*READING TEXT*.
********************
Cowell records Haiti single

Top Stories

So, it’s been almost like 1984 all over again at Trevor Horn’s Sarm Studios this week. Kind of. The studio where the original ‘Do They Know It’s Christmas?’ was recorded (that time in a day) has seen a line of today’s pop stars shuffle through the doors since the weekend to sing a bit for Simon Cowell’s Haiti-supporting charity single, a cover of REM’s ‘Everybody Hurts’.

Leona Lewis, JLS, Cheryl Cole, Joe McElderry, Alexandra Burke, Mika, James Morrison and Rod Stewart all graced the studio to add their own contribution, while Michael Buble recorded a bit in a studio in New York and emailed it over. Robbie Williams and Take That are due to add their own vocals later this week. Mika played some piano, too.
********************
*TASKS TO COMPLETE*.
• A. Recast the paragraph of the Haiti single article that begins "Leona Lewis, JLS, Cheryl Cole" as a short bulleted list that keeps its main facts.
• B. Repeat word for word the passage of the Haiti single article that begins at the words "Cowell records Haiti" and stops after the words "some piano, too.".
Rely only on the Haiti single article.

*PROVIDED RECORDS*.
********************
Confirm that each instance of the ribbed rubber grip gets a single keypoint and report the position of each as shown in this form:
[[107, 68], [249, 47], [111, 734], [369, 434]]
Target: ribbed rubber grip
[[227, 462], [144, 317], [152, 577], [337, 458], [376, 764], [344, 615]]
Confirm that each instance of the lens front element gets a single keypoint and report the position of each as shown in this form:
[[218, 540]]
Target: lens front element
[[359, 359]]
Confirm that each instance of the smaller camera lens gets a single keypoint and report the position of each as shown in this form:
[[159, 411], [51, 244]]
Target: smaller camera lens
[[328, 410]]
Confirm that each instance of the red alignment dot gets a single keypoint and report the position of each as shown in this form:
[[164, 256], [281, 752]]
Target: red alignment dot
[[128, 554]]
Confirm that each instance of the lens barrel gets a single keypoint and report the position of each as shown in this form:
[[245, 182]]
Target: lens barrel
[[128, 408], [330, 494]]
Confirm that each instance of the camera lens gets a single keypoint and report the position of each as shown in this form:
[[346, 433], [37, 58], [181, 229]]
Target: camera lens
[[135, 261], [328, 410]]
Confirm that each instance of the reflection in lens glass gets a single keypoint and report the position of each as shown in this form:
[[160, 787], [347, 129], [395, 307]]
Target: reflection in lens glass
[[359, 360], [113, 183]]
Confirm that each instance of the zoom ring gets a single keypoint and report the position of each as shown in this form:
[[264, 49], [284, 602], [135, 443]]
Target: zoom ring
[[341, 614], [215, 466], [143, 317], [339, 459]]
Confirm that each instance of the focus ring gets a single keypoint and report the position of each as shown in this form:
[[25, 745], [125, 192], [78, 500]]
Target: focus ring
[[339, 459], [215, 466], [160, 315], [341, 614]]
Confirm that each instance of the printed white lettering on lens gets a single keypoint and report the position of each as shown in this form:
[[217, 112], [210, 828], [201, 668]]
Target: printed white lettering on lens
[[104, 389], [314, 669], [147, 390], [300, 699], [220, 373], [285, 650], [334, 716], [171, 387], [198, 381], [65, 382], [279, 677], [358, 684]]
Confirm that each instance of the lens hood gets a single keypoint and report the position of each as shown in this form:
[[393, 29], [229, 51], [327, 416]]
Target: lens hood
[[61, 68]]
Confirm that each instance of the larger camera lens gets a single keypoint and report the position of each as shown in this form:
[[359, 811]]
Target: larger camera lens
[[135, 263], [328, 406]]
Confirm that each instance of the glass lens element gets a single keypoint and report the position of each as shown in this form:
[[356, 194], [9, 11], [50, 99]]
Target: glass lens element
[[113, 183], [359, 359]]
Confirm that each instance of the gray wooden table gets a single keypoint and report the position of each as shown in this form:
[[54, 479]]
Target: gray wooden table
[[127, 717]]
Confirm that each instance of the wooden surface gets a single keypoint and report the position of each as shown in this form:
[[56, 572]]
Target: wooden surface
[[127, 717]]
********************
*WORKED ANSWERS*.
• A.
- Leona Lewis, JLS, Cheryl Cole, Joe McElderry, Alexandra Burke, Mika, James Morrison and Rod Stewart recorded their parts in the studio.
- Michael Buble recorded his part in a New York studio and emailed it over.
- Robbie Williams and Take That are due to add vocals later this week.
- Mika also played some piano.

• B.
Cowell records Haiti single

Top Stories

So, it’s been almost like 1984 all over again at Trevor Horn’s Sarm Studios this week. Kind of. The studio where the original ‘Do They Know It’s Christmas?’ was recorded (that time in a day) has seen a line of today’s pop stars shuffle through the doors since the weekend to sing a bit for Simon Cowell’s Haiti-supporting charity single, a cover of REM’s ‘Everybody Hurts’.

Leona Lewis, JLS, Cheryl Cole, Joe McElderry, Alexandra Burke, Mika, James Morrison and Rod Stewart all graced the studio to add their own contribution, while Michael Buble recorded a bit in a studio in New York and emailed it over. Robbie Williams and Take That are due to add their own vocals later this week. Mika played some piano, too.